### BRIEF
Rewrite everything in the Gubarev article from "Aleksei Aleksandrovich Gubarev" down to "Remek from Czechoslovakia.", putting "space program" wherever "space programme" appears.

Soviet general, pilot and cosmonaut (1931–2015)

Aleksei Aleksandrovich Gubarev (Алексе́й Алекса́ндрович Гу́барев; 29 March 1931 – 21 February 2015) was a Soviet cosmonaut who flew on two space flights: Soyuz 17 and Soyuz 28.

== Biography ==
Gubarev graduated from the Soviet Naval Aviation School in 1952 and went on to serve with the Soviet Air Force. He undertook further studies at the Gagarin Air Force Academy before being accepted into the space programme.

Gubarev was originally trained for the Soviet lunar programme and for military Soyuz flights before training for Salyut missions. His next mission, in 1978, was Soyuz 28, the first Interkosmos flight, where he was accompanied by Vladimír Remek from Czechoslovakia.

In 1971, Gubarev became backup commander for the ill-fated Soyuz 11 mission, which killed the three-man crew when the craft depressurized in space.

### SOURCE MATERIAL
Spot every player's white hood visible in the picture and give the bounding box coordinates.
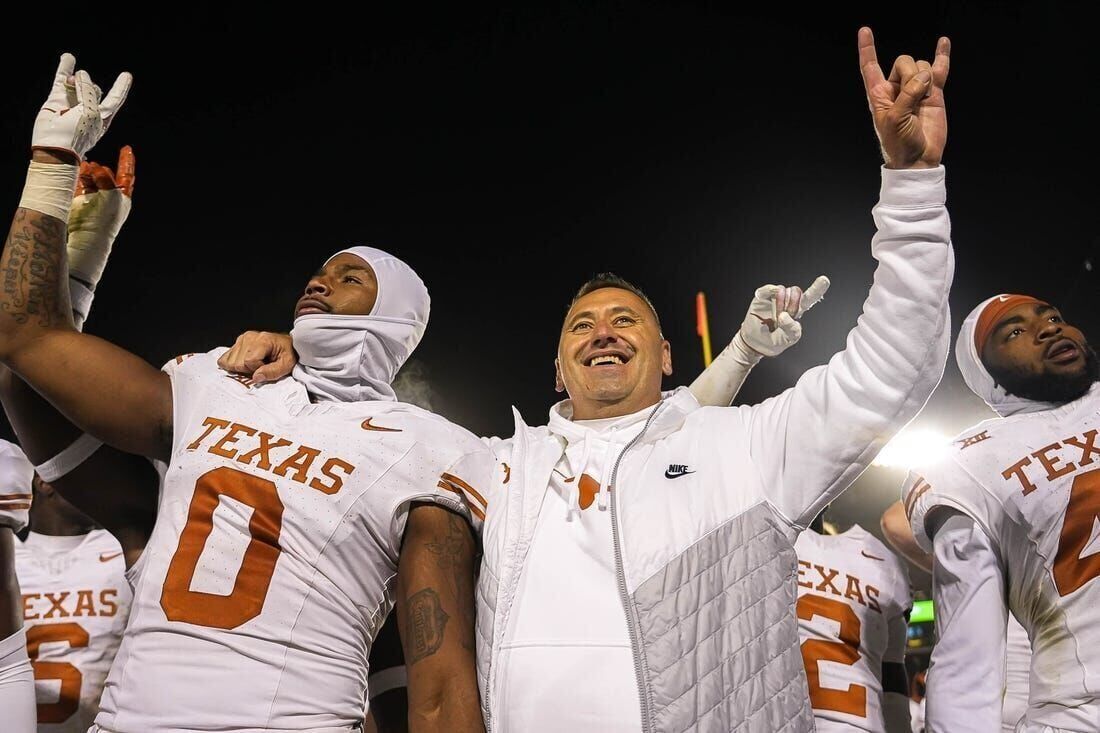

### RESPONSE
Aleksei Aleksandrovich Gubarev (Алексе́й Алекса́ндрович Гу́барев; 29 March 1931 – 21 February 2015) was a Soviet cosmonaut who flew on two space flights: Soyuz 17 and Soyuz 28.

== Biography ==
Gubarev graduated from the Soviet Naval Aviation School in 1952 and went on to serve with the Soviet Air Force. He undertook further studies at the Gagarin Air Force Academy before being accepted into the space program.

Gubarev was originally trained for the Soviet lunar programme and for military Soyuz flights before training for Salyut missions. His next mission, in 1978, was Soyuz 28, the first Interkosmos flight, where he was accompanied by Vladimír Remek from Czechoslovakia.